**Your task:**
Rewrite the records, starting with the line that contains "Expected output: the position of each instance of the round" and continuing through the end of the records, reproducing each request line unchanged. Multiply every point coordinate in the answers by 1.25 and round each result to a whole number, with halves rounding up.

[Pointing and labeling entries]
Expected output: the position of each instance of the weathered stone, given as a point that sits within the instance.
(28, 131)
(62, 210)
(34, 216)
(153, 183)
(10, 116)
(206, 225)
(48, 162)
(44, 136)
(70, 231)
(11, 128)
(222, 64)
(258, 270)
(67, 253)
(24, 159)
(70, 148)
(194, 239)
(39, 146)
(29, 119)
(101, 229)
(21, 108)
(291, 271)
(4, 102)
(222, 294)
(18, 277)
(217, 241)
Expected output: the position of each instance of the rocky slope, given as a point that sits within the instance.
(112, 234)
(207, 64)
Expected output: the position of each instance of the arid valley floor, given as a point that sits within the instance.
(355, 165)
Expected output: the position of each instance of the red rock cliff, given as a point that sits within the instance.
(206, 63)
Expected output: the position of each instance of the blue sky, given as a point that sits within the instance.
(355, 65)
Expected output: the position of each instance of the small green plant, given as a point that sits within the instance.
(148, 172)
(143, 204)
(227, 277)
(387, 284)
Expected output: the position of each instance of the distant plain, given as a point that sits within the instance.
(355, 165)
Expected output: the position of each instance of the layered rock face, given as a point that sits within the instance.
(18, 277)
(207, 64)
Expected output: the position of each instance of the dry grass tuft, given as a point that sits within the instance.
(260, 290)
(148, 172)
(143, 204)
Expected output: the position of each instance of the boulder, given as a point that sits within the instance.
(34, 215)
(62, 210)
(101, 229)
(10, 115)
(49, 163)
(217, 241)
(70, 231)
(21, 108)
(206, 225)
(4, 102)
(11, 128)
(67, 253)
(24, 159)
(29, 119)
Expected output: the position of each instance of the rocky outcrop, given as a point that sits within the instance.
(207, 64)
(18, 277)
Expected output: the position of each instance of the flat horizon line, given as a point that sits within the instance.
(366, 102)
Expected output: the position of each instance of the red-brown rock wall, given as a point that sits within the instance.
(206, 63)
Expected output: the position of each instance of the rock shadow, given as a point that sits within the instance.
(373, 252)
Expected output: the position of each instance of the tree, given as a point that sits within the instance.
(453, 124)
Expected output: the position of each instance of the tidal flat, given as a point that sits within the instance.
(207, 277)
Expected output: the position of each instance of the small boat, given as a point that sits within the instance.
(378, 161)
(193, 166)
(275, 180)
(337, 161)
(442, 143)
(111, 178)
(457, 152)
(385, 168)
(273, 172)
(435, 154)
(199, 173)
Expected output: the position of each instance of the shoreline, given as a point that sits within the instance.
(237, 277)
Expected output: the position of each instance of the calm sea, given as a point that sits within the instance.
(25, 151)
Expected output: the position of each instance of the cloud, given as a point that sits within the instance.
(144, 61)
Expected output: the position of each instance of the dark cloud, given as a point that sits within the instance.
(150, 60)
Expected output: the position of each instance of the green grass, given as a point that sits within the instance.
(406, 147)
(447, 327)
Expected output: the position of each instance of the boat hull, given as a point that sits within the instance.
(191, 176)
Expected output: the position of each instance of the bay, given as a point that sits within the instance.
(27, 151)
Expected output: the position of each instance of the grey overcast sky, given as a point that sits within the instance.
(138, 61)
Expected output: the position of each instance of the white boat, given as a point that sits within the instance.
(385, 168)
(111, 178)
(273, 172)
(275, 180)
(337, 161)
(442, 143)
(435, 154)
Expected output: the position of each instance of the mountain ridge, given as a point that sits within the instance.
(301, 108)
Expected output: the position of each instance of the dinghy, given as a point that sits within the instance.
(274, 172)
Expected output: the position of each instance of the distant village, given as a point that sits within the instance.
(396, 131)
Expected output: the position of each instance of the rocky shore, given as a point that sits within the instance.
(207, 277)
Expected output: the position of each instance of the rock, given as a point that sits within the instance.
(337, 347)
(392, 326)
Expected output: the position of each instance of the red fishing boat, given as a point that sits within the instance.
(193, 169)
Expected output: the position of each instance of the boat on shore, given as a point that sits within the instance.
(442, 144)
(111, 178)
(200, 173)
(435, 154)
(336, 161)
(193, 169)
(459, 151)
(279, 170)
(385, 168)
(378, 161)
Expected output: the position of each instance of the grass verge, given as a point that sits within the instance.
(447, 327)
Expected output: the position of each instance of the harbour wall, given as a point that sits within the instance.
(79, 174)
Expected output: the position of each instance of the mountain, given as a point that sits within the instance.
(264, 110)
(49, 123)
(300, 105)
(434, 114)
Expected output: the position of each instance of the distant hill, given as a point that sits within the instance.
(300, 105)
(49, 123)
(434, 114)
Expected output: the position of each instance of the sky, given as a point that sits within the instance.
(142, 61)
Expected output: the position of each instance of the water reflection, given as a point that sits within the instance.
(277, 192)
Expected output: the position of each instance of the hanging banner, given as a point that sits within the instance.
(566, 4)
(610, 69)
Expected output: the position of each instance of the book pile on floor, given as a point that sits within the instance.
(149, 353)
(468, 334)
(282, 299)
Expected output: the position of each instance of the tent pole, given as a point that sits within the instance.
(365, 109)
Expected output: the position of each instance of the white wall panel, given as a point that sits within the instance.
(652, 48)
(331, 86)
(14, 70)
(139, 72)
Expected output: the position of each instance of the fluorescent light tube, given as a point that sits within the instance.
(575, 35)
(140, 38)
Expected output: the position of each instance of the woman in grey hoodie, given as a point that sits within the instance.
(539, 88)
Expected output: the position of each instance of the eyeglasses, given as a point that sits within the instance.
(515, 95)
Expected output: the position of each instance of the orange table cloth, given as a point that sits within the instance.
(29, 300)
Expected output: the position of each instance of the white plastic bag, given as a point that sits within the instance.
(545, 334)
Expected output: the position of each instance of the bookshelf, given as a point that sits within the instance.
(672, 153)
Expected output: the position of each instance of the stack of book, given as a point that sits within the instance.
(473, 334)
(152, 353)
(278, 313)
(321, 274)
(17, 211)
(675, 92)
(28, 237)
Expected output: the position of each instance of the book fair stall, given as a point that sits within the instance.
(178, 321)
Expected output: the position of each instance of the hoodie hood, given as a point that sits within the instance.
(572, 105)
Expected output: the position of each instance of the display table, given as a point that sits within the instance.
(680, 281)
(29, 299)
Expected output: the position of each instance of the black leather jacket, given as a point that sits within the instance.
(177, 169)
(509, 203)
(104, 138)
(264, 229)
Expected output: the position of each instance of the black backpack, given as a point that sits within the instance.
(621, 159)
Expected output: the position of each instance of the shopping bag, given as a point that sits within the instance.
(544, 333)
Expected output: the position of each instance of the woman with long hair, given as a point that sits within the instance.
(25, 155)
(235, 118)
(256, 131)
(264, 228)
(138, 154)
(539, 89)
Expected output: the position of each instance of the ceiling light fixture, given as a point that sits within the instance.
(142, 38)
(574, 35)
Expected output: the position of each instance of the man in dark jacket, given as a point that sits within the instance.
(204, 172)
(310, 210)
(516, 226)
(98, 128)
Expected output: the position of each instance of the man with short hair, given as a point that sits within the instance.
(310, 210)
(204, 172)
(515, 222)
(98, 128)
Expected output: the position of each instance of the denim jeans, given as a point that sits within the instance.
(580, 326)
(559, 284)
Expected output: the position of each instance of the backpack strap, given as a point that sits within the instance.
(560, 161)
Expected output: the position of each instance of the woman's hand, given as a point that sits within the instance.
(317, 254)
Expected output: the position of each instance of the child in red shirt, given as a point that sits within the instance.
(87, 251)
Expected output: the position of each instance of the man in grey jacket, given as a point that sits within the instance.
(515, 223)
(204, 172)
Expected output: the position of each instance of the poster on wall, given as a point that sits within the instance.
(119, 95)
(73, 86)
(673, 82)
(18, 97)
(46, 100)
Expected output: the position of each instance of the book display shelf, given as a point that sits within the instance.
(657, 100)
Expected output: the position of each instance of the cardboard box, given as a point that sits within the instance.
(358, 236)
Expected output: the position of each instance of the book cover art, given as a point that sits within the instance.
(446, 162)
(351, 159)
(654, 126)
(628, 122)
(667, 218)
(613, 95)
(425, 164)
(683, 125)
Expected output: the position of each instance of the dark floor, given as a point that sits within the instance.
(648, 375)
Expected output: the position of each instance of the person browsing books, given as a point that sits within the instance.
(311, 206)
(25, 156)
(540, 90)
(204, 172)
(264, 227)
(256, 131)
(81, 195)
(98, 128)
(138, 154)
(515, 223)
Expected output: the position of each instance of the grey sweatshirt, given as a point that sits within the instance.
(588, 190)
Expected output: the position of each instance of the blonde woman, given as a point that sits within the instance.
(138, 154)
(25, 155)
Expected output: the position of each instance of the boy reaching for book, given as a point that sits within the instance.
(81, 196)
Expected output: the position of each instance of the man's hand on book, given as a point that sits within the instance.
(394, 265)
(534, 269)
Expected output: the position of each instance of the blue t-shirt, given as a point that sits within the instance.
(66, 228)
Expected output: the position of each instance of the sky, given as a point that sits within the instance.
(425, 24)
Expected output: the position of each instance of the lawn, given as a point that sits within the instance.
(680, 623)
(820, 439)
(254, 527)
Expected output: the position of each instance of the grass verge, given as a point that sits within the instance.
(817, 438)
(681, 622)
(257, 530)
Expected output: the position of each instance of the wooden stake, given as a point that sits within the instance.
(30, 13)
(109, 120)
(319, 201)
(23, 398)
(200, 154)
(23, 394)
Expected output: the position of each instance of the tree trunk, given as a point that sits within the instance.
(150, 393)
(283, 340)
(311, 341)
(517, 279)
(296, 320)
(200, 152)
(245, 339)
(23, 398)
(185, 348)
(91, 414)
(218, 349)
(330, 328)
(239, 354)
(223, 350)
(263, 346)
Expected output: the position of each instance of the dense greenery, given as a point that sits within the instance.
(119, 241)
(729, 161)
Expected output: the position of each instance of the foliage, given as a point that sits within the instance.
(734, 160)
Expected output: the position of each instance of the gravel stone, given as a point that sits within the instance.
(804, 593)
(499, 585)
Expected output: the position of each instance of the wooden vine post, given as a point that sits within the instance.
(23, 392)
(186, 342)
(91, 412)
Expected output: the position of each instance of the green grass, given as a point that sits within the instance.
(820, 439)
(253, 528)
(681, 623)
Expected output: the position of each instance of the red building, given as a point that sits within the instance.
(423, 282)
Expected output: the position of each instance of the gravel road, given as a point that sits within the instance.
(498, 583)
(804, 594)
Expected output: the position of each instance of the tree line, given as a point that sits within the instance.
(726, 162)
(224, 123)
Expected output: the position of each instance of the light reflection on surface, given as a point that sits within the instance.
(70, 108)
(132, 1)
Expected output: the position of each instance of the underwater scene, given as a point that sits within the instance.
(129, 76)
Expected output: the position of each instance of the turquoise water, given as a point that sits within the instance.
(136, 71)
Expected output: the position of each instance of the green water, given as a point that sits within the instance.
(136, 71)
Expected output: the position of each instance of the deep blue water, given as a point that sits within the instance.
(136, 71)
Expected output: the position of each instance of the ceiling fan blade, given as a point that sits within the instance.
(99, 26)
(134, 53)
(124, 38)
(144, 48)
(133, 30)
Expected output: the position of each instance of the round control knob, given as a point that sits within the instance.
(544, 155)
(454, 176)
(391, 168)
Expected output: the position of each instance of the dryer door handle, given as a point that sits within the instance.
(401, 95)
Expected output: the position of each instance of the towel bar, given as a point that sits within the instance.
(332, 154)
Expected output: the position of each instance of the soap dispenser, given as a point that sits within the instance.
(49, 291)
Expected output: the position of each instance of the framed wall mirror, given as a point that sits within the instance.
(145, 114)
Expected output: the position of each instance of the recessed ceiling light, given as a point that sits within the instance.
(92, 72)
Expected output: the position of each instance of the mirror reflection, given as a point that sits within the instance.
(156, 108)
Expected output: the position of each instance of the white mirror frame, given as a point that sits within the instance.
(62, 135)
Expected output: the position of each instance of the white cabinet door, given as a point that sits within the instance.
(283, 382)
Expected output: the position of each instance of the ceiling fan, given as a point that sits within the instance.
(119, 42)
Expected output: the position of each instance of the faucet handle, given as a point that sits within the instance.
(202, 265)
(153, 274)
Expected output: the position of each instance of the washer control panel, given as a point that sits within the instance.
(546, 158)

**Correct output:**
Expected output: the position of each instance of the round control knob, given as a point that sits within the instance.
(680, 194)
(568, 220)
(489, 210)
Expected output: the position of each instance of the dryer door handle, given as a point that sits within the instance.
(501, 119)
Expected output: the position of each instance of the towel bar, given as a point that sits within the instance.
(415, 193)
Expected output: the position of each instance of the soap dispenser, given as a point that sits within the instance.
(61, 364)
Expected output: the position of each instance of the framed wall mirror, given as a point that sits within the instance.
(181, 143)
Expected output: the position of each instance of the recessed ceiling light, given as a point that sits within the instance.
(115, 90)
Expected output: the position of each instance of the mirror reflection, given as a point that sits within the instance.
(195, 135)
Expected output: the position of each instance of the white mirror frame, given as a point that sits within the instance.
(78, 169)
Expected output: the position of each instance of the white cabinet door, given as a point that sits within the instance.
(354, 478)
Expected output: the position of each instance of the ceiling fan, given as a point that sits within the instance.
(149, 53)
Expected output: the position of each instance of the faucet handle, given as a point that sits within the instance.
(253, 331)
(191, 343)
Expected output: the position of each instance of the washer control panel, given as a point that sits within the instance.
(683, 198)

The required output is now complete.